● **WORK TO BE COMPLETED**: Scan the entries below for the string "background" and copy every line where it turns up.

Text-to-region grounding data:
-------------------------
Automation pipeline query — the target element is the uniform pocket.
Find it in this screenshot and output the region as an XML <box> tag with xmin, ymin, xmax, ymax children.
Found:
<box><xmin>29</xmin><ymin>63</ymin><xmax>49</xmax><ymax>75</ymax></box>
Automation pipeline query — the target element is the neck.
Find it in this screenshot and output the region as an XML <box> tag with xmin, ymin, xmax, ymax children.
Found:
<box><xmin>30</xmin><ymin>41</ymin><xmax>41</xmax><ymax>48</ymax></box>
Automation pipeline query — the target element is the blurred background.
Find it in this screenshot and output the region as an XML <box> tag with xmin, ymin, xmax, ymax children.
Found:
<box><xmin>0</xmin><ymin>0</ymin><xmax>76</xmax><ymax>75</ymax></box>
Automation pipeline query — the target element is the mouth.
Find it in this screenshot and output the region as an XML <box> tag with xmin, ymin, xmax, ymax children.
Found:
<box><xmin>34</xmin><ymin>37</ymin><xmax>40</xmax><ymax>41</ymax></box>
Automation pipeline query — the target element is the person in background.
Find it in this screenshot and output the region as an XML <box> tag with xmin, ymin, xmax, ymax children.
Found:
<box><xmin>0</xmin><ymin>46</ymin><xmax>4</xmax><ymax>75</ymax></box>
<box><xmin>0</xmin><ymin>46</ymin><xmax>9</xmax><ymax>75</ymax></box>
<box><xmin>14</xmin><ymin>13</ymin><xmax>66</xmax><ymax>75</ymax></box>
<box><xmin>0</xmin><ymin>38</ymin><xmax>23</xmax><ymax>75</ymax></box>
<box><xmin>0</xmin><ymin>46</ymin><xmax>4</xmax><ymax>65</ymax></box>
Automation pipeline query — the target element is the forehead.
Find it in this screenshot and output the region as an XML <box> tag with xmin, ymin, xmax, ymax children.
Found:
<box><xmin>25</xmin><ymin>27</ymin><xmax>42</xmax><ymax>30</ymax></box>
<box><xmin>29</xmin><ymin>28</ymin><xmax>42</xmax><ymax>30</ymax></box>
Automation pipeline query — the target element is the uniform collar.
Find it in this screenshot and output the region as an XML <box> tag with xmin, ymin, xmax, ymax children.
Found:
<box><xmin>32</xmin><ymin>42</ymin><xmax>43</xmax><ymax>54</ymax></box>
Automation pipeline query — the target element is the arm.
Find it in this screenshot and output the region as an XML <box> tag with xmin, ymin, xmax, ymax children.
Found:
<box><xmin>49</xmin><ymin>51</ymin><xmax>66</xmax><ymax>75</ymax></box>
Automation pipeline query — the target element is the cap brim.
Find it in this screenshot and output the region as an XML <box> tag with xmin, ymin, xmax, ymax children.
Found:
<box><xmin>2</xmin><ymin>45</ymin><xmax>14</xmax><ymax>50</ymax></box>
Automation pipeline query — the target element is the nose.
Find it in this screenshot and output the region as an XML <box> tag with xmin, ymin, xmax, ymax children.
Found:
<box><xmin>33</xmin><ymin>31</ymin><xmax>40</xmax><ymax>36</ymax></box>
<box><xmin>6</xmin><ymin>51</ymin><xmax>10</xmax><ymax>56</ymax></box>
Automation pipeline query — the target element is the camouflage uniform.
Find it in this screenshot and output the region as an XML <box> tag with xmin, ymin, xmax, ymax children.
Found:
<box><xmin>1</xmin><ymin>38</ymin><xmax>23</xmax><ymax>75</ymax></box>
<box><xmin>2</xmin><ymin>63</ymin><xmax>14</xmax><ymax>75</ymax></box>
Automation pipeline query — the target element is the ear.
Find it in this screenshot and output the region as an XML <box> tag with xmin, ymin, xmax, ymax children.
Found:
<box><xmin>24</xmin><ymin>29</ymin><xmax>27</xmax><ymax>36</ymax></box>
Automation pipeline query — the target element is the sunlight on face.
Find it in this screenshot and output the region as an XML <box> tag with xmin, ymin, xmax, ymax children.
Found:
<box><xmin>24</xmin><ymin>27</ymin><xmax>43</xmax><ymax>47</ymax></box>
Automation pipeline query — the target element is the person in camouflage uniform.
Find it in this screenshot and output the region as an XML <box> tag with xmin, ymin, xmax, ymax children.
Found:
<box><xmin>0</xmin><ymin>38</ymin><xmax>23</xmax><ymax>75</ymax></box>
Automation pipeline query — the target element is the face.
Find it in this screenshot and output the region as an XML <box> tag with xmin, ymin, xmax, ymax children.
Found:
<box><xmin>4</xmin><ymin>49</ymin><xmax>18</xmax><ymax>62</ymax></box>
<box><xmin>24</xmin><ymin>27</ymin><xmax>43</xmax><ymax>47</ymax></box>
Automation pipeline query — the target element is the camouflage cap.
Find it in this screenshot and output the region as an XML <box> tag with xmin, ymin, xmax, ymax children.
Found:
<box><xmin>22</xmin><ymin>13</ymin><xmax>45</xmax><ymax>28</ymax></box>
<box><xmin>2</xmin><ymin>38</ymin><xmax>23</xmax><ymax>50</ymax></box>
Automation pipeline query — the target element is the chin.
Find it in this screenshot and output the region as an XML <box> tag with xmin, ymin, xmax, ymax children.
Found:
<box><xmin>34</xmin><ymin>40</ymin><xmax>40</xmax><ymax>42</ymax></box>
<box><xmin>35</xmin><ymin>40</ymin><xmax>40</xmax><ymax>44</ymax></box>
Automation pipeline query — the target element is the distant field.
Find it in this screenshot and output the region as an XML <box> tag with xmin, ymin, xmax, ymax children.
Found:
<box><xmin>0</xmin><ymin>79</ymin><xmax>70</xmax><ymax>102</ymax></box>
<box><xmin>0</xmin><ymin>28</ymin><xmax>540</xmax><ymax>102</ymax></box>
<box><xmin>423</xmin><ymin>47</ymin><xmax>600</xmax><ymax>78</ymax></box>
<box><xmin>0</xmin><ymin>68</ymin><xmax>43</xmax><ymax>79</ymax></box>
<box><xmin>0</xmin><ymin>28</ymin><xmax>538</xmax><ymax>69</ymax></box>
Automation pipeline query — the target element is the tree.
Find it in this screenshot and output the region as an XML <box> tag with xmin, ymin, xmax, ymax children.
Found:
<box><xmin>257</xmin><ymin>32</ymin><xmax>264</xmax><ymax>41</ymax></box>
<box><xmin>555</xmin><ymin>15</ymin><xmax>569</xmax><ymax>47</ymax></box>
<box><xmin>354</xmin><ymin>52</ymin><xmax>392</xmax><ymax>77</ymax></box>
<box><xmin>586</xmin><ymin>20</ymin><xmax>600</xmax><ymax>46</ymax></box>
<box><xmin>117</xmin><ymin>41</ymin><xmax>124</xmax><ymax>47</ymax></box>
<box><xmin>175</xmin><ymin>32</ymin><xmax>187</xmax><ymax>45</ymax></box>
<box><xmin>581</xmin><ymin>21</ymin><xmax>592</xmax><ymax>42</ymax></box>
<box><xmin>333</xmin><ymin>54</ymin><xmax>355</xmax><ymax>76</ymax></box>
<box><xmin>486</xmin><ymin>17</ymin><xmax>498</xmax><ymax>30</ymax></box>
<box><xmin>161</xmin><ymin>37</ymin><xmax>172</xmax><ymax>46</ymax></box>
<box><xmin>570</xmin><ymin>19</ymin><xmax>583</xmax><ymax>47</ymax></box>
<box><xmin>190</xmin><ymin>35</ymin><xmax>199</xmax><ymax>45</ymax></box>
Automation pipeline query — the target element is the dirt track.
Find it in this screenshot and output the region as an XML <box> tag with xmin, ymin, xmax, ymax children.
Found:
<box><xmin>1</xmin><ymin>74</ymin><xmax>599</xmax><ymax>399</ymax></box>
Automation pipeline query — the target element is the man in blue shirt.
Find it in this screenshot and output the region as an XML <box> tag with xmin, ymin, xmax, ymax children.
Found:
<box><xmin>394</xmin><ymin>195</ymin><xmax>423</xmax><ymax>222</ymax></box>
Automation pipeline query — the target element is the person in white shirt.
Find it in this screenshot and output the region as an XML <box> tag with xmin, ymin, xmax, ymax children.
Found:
-------------------------
● **COMPLETED EXERCISE**:
Automation pipeline query — the target element is the blurred background.
Automation pipeline query — the target element is the person in background.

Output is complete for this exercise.